Document text:
┄┄┄┄┄┄┄┄┄┄

Life insurance in the age of DNA testing

By Yves Bonneau | June 9, 2011 | Last updated on June 9, 2011
4 min read

Advisor.ca is proud to congratulate Yves Bonneau, Editor in Chief of our Quebec affialiate Conseiller.ca, on winning the Kenneth R. Wilson (KRW) Award for Best Editorial in 2010. The KRW Awards recognize the best in Canadian business press journalism. Here is his Gold Award winning editorial:

Slowly but surely, genetic testing on humans is making its way into the medical community. A very valuable tool, it helps prevent disease, is very useful in high-risk pregnancies, and guides people towards a healthier lifestyle.

Many years ago, when insurance companies were in their infancy, the question of risk was, to say the least, an inexact science.

The largest mutual life insurance company in Europe was going through very difficult times: competition was fierce, bankruptcies swept the industry, many jobs were highly dangerous by any standard, and pandemics were killing people by the thousands.

For nearly 10 years, the Life Insurance Company of Scotland, founded in 1825, more or less made its way through these trying circumstances. Then, with the arrival of businessmen and influential investors who initiated a major restructuring, certain rules concerning commissions were changed. They began paying commissions to other life insurance firms (reinsurance), banks, and agents who recruited new policyholders. At the same time, the company adopted Norwich Union’s annuity tables, which were considered more rigourous, and they began urgent discussions about the risks posed by the cholera epidemic then sweeping the country. Suffice it to say that life was far from easy, and insuring it involved a risk that was difficult to get a firm handle on!

On April 23, 1832, after having reorganized the company, and with a view to putting the past firmly behind them, they decided to give the firm a new name that would reflect the type of risk they would henceforth take on with the people they insured—a name that would convey the ideal risk, that of a person living a “healthy adult life” in the United Kingdom with “a moderate lifestyle and regular employment free from hazards.” In other words, a standard life.

The following year, in 1833, The Standard Life Assurance Company established itself in Quebec. So much by way of history, but here is where the future could meet the past.

This relentless pursuit of the standardized ideal was reiterated last month when a group of academics from Melbourne asked the Investment and Financial Services Association to indefinitely suspend the practice of having insurance companies use genetic tests as a way of measuring the risk of persons to be insured—in line with the example of the U.K., where such a voluntary ban has been in force since 2001 and will remain in effect until 2014, although nothing says the rules of the game will not change by then.

Meanwhile, the Australian insurance industry categorically refuses to deprive itself of access to information contained in DNA tests used by individuals for personal reasons, as in the case of fertility treatments.

Scholars believe, with reason, that the use of this information in the context of insurance coverage could in the long term create a kind of psychosis that would cause clients to flatly refuse any genetic test, for fear that the result would make them uninsurable, even if these tests could end up saving their lives. Nonetheless, the Australian insurance industry did not budge. If an individual has already submitted to a genetic test, insurance companies want to be able to see it.

┄┄┄┄┄┄┄┄┄┄

Supplied material:
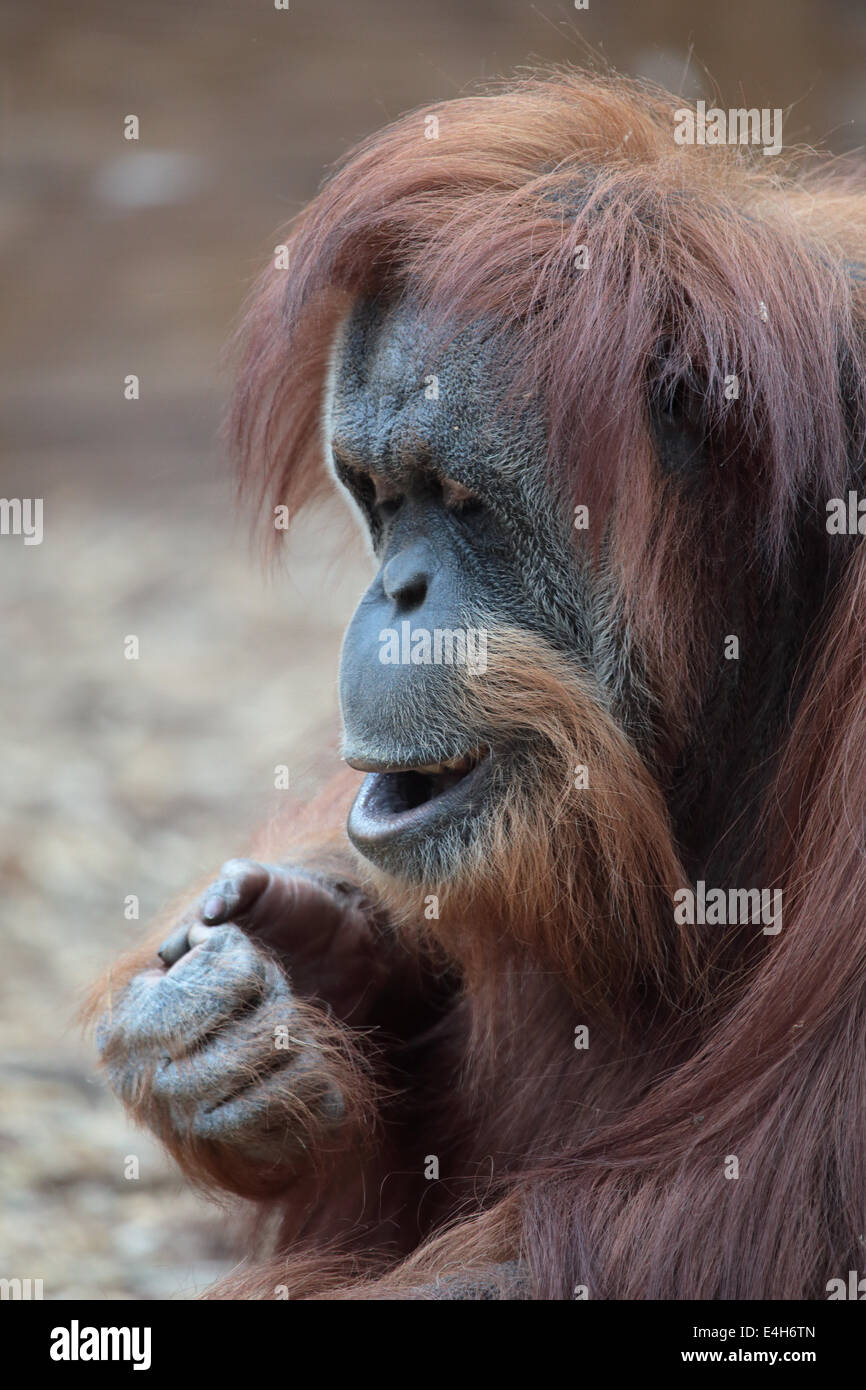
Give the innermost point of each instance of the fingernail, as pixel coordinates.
(214, 908)
(174, 947)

┄┄┄┄┄┄┄┄┄┄

What you need to do:
A) Answer these questions from the editorial on life insurance and DNA testing:
(i) In what year was the Life Insurance Company of Scotland founded?
(ii) On what date did the reorganized company decide to give itself a new name?
(iii) Since what year has the voluntary ban in the U.K. been in force?
B) Transcribe the editorial on life insurance and DNA testing word for word, everything from "The following year, in" down to "change by then.".

Task answers:
A)
(i) 1825
(ii) April 23, 1832
(iii) 2001

B)
The following year, in 1833, The Standard Life Assurance Company established itself in Quebec. So much by way of history, but here is where the future could meet the past.

This relentless pursuit of the standardized ideal was reiterated last month when a group of academics from Melbourne asked the Investment and Financial Services Association to indefinitely suspend the practice of having insurance companies use genetic tests as a way of measuring the risk of persons to be insured—in line with the example of the U.K., where such a voluntary ban has been in force since 2001 and will remain in effect until 2014, although nothing says the rules of the game will not change by then.